> **Study material**:
»»

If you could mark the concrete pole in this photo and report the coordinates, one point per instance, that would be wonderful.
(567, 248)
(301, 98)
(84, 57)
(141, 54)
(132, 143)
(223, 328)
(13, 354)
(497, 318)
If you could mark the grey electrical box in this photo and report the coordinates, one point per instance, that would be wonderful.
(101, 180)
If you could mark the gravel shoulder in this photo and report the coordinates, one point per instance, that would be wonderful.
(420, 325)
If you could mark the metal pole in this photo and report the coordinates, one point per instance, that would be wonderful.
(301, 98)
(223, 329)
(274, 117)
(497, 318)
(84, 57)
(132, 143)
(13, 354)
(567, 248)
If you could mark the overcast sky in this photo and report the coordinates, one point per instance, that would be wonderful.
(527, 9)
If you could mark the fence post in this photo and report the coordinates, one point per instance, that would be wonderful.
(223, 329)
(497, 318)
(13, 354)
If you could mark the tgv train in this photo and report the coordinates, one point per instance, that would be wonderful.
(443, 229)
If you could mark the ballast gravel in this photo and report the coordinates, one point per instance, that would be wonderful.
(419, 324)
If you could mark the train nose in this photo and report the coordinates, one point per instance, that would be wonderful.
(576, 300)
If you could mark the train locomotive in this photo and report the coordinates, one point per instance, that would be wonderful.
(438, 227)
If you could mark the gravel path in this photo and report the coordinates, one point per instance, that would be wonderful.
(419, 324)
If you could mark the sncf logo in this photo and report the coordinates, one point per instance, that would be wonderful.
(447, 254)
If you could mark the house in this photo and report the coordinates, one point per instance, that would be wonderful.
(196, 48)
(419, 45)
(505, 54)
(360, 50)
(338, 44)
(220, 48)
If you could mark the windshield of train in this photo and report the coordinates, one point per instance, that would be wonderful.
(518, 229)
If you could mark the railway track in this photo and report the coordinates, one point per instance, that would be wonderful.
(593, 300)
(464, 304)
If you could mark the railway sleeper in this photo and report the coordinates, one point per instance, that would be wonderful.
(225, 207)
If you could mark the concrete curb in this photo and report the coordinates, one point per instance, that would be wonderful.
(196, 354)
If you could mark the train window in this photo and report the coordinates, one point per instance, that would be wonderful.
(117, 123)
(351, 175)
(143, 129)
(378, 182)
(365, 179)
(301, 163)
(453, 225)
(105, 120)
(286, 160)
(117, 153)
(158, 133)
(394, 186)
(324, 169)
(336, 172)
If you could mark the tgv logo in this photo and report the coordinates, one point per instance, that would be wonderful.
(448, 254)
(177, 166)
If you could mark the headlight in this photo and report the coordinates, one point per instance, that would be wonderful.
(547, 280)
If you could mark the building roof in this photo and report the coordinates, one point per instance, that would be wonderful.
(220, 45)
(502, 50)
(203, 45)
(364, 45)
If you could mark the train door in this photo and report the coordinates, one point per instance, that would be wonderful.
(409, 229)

««

> **What you should do**: Once you have read the listing above, set it down again without alteration.

> **Exercise solution**:
If you could mark the concrete pole in this photo and report the coordinates, one point per instance, that would be wonderful.
(567, 248)
(301, 98)
(84, 57)
(141, 54)
(132, 143)
(223, 328)
(13, 354)
(497, 318)
If you could mark the grey electrical box in this photo and report the coordinates, one point per instance, that would be wonderful.
(101, 180)
If you could mark the gravel shoulder in this photo and report the coordinates, one point per instance, that would be wonderful.
(420, 325)
If you could mark the metal pole in this photo and report the coordinates, one point per instance, that would be wonderful.
(301, 98)
(223, 329)
(274, 117)
(497, 318)
(84, 57)
(132, 143)
(13, 354)
(567, 248)
If you could mark the overcast sky in this photo and report the coordinates, one point per instance, that would be wonderful.
(527, 9)
If you could mark the fence post in this photo and report the coordinates, one point per instance, that would be wonderful.
(223, 329)
(497, 318)
(13, 354)
If you could mark the tgv train in this photo and report the coordinates, one point per instance, that would be wonderful.
(443, 229)
If you could mark the ballast gravel in this photo and report the coordinates, one point per instance, that would be wonderful.
(419, 324)
If you could mark the train nose in this photo and report the coordinates, one point per instance, that would be wonderful.
(576, 300)
If you could mark the train locomotive in this photo and report the coordinates, one point per instance, that would be wonderful.
(438, 227)
If you could mark the gravel path in this photo and report the coordinates, one point per instance, that would be wonderful.
(419, 324)
If you could mark the sncf logo in this photo and report the coordinates, one point per instance, that would be wonderful.
(447, 254)
If you could mark the house in this photo and report the coordinates, one point per instance, that would be wonderful.
(196, 48)
(419, 45)
(505, 54)
(360, 50)
(338, 44)
(220, 48)
If you could mark the windshield of train in this photo and report the coordinates, one point per instance, that would be wonderful.
(518, 229)
If you could mark the railway track in this photo and report the coordinates, one point per instance, that would be wonderful.
(593, 300)
(464, 304)
If you could mark the railway sleeper in this photo and report the coordinates, one point per instance, that would be wonderful.
(225, 207)
If you could mark the concrete curb in this photo and report the coordinates, one point per instance, that would be wonderful.
(196, 354)
If you could mark the train window in this photo and report the coordinates, one point per instance, that would be wonderful.
(117, 123)
(351, 175)
(143, 129)
(378, 182)
(365, 179)
(301, 163)
(453, 225)
(105, 120)
(286, 160)
(117, 153)
(158, 133)
(394, 186)
(324, 169)
(336, 172)
If you could mark the tgv logo in this photo and report the coordinates, one point per instance, that would be wonderful.
(448, 254)
(177, 166)
If you could mark the headlight in this photo and report the coordinates, one point per instance, that would be wonderful.
(547, 280)
If you could mark the building roof in this photo and report the coordinates, one point per instance, that would be wonderful.
(220, 45)
(502, 50)
(203, 45)
(364, 45)
If you could mark the train door in this photo and report the coordinates, one point per instance, that would be wonderful.
(409, 229)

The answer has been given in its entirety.